PROBLEM:
Rewrite the listing below with every "weathered concrete wall" changed to "mossy brick wall" and everything else left as is. Omit the pictures from your answer.
--- begin PROVIDED RECORDS ---
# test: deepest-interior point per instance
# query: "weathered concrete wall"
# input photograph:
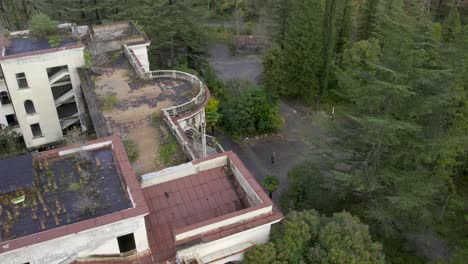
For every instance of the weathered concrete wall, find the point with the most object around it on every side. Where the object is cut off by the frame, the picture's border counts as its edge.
(39, 91)
(249, 191)
(256, 236)
(183, 170)
(141, 53)
(100, 240)
(4, 109)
--- end PROVIDED RECORDS ---
TASK SOLUTION:
# test: deepest-interior point per instance
# query: "mossy brick wall"
# input photograph:
For every instance of the mossy brick wall, find the point with the most object around it on every side. Where the object is cut off by the frame, the picture's border counts as its edge.
(39, 91)
(249, 191)
(256, 236)
(183, 170)
(141, 53)
(100, 240)
(4, 109)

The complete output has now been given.